Work to complete: Can you copy the entries below word for word, starting at their very first line and ending at the line containing "top-left (0, 0), bottom-right (640, 218)", with both of those lines included?

-- Start of Supplied entries --

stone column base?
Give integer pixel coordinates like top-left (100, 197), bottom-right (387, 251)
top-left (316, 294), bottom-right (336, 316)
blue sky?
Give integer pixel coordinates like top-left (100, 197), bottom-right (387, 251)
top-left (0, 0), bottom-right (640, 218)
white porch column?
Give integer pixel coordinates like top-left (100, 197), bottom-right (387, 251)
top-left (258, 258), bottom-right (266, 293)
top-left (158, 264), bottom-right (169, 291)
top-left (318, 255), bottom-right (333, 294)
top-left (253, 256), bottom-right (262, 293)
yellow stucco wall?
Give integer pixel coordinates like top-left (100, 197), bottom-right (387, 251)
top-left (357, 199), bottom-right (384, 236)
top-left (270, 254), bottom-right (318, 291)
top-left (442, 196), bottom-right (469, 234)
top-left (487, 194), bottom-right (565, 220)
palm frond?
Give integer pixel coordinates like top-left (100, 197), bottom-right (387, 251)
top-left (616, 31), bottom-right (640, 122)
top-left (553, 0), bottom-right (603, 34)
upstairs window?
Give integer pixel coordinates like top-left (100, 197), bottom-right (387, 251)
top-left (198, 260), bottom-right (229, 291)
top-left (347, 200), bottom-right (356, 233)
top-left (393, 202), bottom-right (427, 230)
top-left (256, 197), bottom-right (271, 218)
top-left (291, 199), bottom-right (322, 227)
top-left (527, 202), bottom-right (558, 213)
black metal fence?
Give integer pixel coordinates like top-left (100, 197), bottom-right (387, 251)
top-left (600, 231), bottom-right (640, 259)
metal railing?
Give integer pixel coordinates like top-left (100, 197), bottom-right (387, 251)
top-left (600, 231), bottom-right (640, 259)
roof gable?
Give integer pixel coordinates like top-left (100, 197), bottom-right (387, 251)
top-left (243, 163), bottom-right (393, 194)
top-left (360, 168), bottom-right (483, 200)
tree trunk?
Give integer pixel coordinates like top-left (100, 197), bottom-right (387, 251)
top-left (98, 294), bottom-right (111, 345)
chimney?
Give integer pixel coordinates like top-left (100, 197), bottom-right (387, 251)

-- End of Supplied entries --

Task solution:
stone column base?
Give integer pixel coordinates like top-left (100, 197), bottom-right (387, 251)
top-left (316, 294), bottom-right (336, 316)
blue sky?
Give integer pixel coordinates like top-left (100, 197), bottom-right (387, 251)
top-left (0, 0), bottom-right (640, 218)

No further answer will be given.